TASK DIRECTIONS: Please reproduce the part of the freelance pricing guide starting at "Pro: Clear expectations, no" and ending at "(Without Getting Depressed)", copying it word for word.

BEGIN DOCUMENT SEGMENT

That's value-based pricing.
4. Retainer Agreements: The Stability Play
Monthly retainers provide recurring revenue in exchange for ongoing availability or deliverables. It's not really a separate pricing model, but a different structure.
Best for:
- Ongoing relationships rather than one-off projects
- Services that require continuous attention (social media, content, support)
- Creating income stability
- Clients who need regular access to your expertise
Worst for:
- Brand new relationships (build trust with a project first)
- Seasonal or fluctuating workloads
- Clients unsure about their ongoing needs
Structuring retainers:
Hours-based: "£3,000/month for 30 hours of design work"
Pro: Flexible, client knows what they get
Con: Can encourage micro-managing of hours
Deliverables-based: "£2,500/month for 4 blog posts and 12 social graphics"
Pro: Clear expectations, no time tracking
Con: Scope must be ironclad
Access-based: "£5,000/month for unlimited email support and 2 strategy calls"
Pro: High-value, consultative positioning
Con: Risk of client overuse without boundaries
I recommend deliverables-based for most freelancers. It's clear, manageable, and doesn't require constant time tracking.
Critical retainer rules:
- Always contract for 3-6 months minimum (prevents one-month-and-done)
- Build in 10-15% discount vs project rates (rewards commitment)
- Clearly define what's included and what costs extra
- Review and adjust quarterly
- Include a notice period for ending the retainer
How to Research Your Market (Without Getting Depressed)
You need to understand what the market pays for your services. But researching can be demoralising when you see others charging wildly different amounts.
Where to Look:
Freelance Platforms:
Search Upwork, Fiverr, or PeoplePerHour for your service category. Filter by:
- Experience level similar to yours
- Geographic location (rates vary globally)
- Positive reviews (successful freelancers, not desperate beginners)
Don't copy the lowest rates. Study the middle-to-upper range.

END DOCUMENT SEGMENT
BEGIN DATA EXCERPTS

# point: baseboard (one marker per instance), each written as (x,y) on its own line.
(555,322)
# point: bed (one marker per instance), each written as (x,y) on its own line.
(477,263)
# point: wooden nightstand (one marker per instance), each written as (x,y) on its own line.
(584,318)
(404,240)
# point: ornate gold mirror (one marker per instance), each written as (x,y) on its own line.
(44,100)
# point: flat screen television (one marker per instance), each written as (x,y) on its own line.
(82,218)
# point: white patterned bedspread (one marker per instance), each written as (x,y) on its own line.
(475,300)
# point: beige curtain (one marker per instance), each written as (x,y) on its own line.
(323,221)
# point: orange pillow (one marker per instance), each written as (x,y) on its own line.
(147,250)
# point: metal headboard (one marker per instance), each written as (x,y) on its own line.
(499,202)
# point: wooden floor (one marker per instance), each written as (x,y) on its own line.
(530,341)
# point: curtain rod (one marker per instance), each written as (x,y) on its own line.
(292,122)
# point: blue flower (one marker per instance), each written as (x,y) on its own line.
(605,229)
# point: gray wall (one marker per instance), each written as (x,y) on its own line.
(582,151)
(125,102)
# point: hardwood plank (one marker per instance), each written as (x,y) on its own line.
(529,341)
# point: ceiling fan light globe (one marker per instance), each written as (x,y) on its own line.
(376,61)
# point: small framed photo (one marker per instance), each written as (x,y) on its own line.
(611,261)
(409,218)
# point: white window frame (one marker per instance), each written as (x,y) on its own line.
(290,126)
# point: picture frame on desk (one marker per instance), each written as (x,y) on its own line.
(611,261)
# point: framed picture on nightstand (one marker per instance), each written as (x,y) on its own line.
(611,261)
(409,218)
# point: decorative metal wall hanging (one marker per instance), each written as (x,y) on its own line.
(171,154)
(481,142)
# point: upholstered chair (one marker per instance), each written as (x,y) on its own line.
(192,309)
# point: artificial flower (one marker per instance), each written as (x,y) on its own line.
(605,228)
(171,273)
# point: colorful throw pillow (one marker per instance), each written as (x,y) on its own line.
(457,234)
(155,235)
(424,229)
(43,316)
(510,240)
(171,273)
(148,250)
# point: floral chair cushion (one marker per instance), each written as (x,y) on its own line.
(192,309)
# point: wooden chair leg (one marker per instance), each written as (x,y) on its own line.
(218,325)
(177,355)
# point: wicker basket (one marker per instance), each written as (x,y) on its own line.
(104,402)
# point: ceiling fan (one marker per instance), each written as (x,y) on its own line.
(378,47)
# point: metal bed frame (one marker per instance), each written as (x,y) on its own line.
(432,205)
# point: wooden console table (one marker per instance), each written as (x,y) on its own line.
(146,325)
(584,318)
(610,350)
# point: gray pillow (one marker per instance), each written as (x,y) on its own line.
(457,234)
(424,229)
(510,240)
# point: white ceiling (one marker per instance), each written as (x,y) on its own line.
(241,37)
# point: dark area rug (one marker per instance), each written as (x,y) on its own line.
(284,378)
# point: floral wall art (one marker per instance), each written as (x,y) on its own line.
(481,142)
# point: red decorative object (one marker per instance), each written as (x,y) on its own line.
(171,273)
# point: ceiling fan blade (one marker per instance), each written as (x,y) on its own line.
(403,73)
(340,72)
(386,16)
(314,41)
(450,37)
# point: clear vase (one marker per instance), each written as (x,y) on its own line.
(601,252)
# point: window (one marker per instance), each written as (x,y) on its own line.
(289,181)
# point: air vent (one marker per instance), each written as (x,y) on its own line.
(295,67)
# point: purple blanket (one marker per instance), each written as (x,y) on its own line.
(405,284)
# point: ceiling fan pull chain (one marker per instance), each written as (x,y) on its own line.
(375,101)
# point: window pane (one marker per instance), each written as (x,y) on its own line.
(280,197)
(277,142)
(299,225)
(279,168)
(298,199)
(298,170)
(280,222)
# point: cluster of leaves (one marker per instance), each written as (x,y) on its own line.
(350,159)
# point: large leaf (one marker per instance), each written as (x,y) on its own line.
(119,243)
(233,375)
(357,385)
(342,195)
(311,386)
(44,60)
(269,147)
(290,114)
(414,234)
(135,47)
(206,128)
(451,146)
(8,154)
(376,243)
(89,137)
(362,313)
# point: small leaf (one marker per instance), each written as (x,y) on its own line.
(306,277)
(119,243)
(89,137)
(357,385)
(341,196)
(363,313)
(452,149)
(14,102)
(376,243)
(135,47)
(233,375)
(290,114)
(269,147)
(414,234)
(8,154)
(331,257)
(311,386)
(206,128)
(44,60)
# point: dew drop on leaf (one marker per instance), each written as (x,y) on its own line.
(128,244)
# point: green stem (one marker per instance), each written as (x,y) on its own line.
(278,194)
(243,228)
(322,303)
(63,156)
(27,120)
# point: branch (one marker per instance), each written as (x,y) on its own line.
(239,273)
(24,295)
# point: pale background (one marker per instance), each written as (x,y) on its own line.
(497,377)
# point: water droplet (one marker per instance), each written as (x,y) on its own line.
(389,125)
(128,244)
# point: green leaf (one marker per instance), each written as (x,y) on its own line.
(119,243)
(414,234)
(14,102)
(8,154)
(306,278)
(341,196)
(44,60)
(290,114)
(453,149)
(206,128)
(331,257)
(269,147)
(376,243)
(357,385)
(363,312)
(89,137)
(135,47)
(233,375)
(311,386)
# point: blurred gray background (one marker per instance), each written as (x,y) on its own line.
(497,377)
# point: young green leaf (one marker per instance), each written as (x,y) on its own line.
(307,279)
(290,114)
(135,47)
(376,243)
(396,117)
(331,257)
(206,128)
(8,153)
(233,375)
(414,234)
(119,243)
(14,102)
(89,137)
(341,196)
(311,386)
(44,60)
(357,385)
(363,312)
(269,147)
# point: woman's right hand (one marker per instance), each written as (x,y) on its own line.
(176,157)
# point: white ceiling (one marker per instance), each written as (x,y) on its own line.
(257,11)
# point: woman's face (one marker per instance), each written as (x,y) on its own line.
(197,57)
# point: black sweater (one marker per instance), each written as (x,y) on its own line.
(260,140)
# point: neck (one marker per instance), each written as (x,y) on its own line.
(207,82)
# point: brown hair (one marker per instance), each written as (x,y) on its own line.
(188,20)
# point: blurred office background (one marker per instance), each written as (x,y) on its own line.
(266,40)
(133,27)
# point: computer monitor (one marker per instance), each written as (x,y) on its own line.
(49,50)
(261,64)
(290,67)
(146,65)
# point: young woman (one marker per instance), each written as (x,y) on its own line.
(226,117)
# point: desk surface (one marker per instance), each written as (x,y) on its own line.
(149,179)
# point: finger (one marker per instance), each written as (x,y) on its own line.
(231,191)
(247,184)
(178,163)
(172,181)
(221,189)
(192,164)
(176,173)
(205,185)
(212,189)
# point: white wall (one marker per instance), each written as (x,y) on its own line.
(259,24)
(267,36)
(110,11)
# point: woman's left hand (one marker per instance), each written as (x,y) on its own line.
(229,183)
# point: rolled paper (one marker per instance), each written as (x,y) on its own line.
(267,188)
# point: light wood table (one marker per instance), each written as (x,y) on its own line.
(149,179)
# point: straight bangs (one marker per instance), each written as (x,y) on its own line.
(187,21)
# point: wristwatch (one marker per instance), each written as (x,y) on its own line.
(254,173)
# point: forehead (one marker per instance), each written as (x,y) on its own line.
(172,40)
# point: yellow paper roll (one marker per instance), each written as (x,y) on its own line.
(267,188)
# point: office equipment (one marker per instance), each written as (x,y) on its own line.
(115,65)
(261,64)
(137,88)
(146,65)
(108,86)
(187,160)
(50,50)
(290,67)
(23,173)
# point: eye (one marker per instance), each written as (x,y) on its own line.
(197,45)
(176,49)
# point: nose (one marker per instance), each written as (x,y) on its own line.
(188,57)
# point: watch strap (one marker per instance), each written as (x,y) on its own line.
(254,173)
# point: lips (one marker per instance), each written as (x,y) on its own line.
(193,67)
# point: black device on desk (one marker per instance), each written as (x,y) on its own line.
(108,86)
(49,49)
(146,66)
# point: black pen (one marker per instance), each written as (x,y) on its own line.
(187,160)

END DATA EXCERPTS

EXPECTED ANSWER:
Pro: Clear expectations, no time tracking
Con: Scope must be ironclad
Access-based: "£5,000/month for unlimited email support and 2 strategy calls"
Pro: High-value, consultative positioning
Con: Risk of client overuse without boundaries
I recommend deliverables-based for most freelancers. It's clear, manageable, and doesn't require constant time tracking.
Critical retainer rules:
- Always contract for 3-6 months minimum (prevents one-month-and-done)
- Build in 10-15% discount vs project rates (rewards commitment)
- Clearly define what's included and what costs extra
- Review and adjust quarterly
- Include a notice period for ending the retainer
How to Research Your Market (Without Getting Depressed)